[RECORD EXCERPTS Boundary: Start]

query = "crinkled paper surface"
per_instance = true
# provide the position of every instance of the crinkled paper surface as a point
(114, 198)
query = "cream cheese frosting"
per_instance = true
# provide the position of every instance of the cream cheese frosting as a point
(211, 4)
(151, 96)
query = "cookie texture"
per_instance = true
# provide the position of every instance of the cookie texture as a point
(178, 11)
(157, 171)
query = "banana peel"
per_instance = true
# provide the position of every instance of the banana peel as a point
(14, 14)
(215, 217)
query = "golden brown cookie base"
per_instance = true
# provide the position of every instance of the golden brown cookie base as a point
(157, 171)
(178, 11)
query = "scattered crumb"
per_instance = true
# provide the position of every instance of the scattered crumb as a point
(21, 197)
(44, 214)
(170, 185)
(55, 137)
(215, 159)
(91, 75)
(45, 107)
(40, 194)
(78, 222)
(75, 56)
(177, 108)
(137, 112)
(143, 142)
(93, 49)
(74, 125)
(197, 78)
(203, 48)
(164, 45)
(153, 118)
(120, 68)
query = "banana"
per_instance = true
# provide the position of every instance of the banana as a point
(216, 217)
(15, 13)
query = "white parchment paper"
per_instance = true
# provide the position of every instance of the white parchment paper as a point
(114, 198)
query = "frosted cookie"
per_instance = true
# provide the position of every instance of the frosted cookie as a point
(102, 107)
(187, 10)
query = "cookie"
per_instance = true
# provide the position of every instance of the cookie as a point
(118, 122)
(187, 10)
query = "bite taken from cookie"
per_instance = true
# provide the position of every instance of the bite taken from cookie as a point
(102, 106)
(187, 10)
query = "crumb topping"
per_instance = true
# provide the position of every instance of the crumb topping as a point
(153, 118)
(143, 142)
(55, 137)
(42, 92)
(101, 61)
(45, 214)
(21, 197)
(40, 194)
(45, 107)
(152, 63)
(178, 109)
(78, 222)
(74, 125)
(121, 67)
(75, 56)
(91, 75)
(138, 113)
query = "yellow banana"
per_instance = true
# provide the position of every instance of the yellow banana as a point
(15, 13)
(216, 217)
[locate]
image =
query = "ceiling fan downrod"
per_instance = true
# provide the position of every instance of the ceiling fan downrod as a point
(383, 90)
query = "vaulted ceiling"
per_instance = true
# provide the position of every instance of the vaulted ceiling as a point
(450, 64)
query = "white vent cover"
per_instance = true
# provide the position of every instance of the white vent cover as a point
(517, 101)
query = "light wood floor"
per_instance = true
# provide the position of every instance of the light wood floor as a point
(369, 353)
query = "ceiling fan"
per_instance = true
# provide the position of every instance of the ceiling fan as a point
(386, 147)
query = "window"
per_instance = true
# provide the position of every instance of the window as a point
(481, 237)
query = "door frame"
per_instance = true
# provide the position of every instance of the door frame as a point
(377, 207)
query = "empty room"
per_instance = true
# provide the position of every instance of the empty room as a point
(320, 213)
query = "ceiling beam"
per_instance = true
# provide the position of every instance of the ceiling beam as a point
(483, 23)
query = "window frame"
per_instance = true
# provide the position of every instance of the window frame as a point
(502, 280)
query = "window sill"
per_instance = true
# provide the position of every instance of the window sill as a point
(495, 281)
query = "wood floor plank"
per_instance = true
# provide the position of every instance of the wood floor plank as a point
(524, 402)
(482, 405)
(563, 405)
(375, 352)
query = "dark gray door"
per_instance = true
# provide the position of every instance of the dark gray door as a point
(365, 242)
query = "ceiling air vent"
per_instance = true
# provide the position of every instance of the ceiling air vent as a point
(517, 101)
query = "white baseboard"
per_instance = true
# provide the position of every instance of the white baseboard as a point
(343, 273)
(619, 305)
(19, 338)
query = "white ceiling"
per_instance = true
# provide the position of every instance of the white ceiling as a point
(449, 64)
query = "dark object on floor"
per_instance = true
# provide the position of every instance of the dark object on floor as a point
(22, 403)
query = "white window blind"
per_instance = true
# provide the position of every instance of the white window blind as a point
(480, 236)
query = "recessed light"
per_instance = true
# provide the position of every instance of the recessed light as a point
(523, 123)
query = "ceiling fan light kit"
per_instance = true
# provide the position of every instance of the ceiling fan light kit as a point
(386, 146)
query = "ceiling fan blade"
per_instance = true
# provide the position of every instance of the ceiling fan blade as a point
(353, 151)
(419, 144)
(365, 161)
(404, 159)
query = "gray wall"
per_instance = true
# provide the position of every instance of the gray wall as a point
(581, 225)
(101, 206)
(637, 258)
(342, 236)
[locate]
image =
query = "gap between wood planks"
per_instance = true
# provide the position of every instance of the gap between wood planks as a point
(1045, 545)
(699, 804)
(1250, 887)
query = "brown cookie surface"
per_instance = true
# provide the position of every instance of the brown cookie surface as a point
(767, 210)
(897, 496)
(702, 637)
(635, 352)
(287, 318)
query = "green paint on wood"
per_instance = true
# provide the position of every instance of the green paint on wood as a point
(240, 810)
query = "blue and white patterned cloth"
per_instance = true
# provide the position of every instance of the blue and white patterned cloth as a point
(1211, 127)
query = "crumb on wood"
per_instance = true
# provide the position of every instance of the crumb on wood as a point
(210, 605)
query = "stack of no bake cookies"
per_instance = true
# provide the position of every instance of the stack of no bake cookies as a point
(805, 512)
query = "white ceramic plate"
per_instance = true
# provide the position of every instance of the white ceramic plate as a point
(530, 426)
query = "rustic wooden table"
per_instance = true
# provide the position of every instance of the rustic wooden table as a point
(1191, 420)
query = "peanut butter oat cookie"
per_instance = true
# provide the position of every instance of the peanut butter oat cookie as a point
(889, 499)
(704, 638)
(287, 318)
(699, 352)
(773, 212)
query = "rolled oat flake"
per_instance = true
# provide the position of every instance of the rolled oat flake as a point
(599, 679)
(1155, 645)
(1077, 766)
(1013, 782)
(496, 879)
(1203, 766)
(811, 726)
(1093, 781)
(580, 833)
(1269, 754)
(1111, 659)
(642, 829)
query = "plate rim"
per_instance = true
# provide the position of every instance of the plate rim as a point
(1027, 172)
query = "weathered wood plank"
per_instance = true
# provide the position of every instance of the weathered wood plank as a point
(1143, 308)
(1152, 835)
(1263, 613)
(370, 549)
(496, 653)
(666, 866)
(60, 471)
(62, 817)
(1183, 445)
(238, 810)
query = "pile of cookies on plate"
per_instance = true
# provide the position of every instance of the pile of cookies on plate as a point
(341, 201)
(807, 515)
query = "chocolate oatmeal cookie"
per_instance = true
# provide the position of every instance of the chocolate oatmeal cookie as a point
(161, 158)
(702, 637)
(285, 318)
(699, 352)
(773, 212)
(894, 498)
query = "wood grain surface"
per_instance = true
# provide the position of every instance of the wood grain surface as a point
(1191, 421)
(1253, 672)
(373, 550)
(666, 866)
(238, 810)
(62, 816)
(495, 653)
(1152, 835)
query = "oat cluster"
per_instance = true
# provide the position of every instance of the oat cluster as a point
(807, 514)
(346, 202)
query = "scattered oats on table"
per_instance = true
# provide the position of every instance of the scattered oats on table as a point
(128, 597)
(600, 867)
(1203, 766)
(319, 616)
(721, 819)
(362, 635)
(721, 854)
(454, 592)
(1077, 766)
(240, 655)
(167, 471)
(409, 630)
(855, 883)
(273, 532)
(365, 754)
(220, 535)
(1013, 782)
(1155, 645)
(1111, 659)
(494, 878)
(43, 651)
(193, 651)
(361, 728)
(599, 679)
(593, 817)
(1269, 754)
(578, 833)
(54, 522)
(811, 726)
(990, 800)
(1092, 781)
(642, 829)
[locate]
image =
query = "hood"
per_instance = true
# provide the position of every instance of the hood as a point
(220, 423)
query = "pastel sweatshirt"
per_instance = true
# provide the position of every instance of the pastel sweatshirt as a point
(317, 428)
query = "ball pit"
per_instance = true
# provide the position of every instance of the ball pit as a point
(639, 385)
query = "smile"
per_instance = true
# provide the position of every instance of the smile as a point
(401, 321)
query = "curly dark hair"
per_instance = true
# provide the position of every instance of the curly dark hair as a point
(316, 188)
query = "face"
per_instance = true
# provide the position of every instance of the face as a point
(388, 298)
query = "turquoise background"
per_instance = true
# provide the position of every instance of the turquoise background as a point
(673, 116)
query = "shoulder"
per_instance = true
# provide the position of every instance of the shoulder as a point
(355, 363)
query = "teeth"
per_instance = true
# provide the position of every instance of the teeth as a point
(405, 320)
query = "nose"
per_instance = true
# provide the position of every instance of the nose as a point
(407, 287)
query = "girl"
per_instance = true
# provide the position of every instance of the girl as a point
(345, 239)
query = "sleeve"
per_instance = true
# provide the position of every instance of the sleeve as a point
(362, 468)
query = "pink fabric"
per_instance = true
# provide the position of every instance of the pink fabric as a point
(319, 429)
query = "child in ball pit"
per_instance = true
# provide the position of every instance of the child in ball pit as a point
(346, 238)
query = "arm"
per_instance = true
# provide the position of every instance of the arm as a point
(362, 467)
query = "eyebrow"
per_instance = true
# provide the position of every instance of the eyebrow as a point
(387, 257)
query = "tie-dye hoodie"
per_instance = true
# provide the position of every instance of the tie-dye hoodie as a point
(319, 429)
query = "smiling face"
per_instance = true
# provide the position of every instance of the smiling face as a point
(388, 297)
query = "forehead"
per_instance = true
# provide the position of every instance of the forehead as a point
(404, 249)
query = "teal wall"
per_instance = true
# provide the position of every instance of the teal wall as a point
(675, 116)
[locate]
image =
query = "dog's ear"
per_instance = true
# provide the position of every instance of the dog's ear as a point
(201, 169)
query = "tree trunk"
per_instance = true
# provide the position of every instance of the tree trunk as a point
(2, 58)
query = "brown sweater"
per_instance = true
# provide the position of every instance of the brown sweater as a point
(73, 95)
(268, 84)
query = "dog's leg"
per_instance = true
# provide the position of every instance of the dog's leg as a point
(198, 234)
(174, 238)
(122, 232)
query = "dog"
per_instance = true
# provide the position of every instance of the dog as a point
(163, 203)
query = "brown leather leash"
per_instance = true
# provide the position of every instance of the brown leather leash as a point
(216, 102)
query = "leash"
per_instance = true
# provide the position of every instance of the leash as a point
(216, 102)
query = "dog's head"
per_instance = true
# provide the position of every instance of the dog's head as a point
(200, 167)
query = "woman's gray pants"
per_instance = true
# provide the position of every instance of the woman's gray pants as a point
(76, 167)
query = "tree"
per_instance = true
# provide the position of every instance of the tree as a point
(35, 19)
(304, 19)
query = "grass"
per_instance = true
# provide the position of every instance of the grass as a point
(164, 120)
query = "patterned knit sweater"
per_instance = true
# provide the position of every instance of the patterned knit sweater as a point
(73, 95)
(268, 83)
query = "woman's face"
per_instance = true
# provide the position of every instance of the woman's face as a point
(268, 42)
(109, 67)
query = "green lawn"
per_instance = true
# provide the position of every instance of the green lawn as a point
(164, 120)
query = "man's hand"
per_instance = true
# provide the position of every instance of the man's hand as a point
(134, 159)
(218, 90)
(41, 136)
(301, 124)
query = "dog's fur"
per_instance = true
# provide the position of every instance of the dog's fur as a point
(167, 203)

[RECORD EXCERPTS Boundary: End]

▶ [TASK INSTRUCTIONS]
Find the line containing "# provide the position of every instance of the man's" in the material above. Print it and every line after it through the end, exactly and only those.

▶ [REPLY TO THE EXERCISE]
# provide the position of every instance of the man's hand as a point
(134, 159)
(218, 90)
(41, 136)
(301, 124)
query = "dog's fur"
per_instance = true
# provide the position of every instance of the dog's fur as a point
(167, 203)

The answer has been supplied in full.